[READING TEXT Boundary: Start]
Because of the fear that if you put the wrong books in the hands of the wrong people, awful things will happen in the world.
A mistake people make about this stuff is to think of government efforts to govern opinion as totalitarian. I think those efforts actually take shape when states are very weak. They don’t have police forces, so the thing they immediately come up with is to control what people can read. The obvious case is Black Americans, but there’s a parallel in England.
Those are the stakes: social order. A micro version of it for us today is the anxiety about kids having access to any number of books. It’s a fear that if you give those people that material to read, all hell will break loose.
2. In researching this book, did anything surprise you?
I was surprised by how clearly and early people struggling for literacy understood the broader political and social stakes. They didn’t just think, “I would like to read this book.”
For me, one hero of the book is a guy in Scotland. It’s the early 1800s, and he’s interested in politics, and he writes a letter to the newspaper. The town has opened several reading rooms, little private libraries. The letter writer quotes a local churchman who was critical that “every paltry fellow” was reading philosophy and theology. The letter writer expresses his indignation that no one called the churchman to account for saying that.
In that little community, they continued to open reading rooms. You’d show up, grab a book, sit down, and read. At the same time, they were also clearly involved in radical politics, such as labor union organizing.
[READING TEXT Boundary: End]
[DATASET CONTENT Boundary: Start]
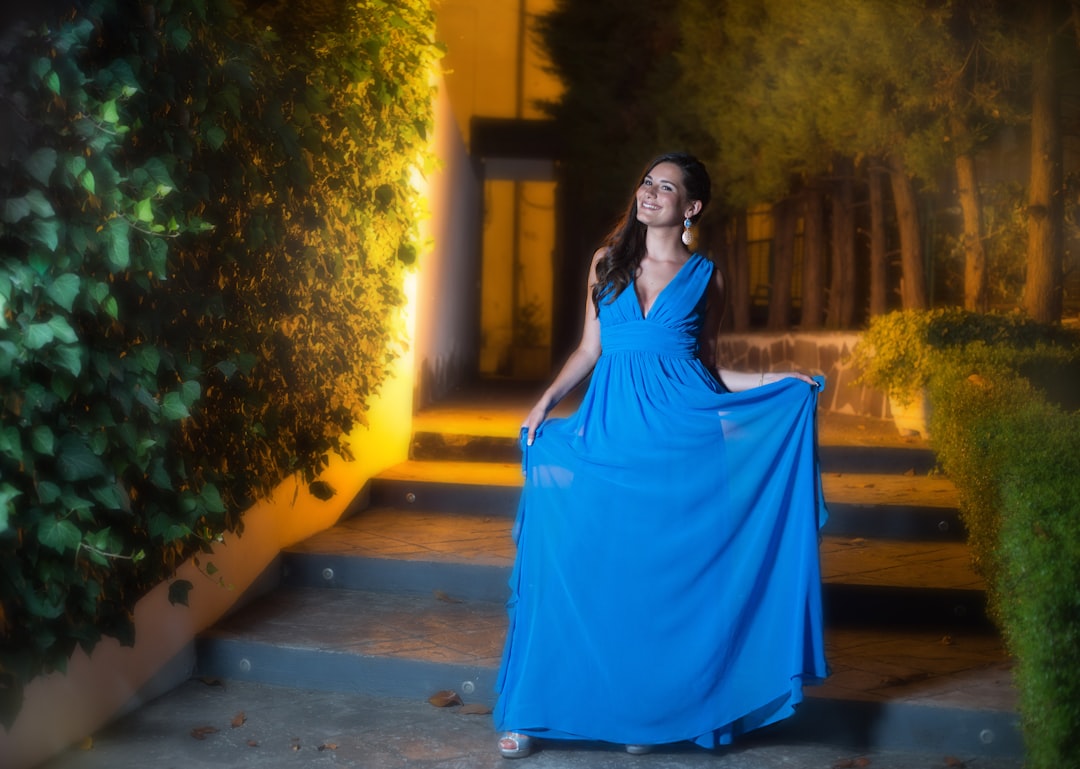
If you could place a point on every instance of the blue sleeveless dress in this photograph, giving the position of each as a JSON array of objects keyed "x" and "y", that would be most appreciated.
[DATASET CONTENT Boundary: End]
_WHAT YOU WILL DO_:
1: From the passage on reading and literacy, set down everything from "For me, one" down to "for saying that.".
2: In the passage on reading and literacy, what had the town in Scotland opened in the early 1800s?

_YOUR RESPONSES_:
1:
For me, one hero of the book is a guy in Scotland. It’s the early 1800s, and he’s interested in politics, and he writes a letter to the newspaper. The town has opened several reading rooms, little private libraries. The letter writer quotes a local churchman who was critical that “every paltry fellow” was reading philosophy and theology. The letter writer expresses his indignation that no one called the churchman to account for saying that.

2: Several reading rooms, which were little private libraries.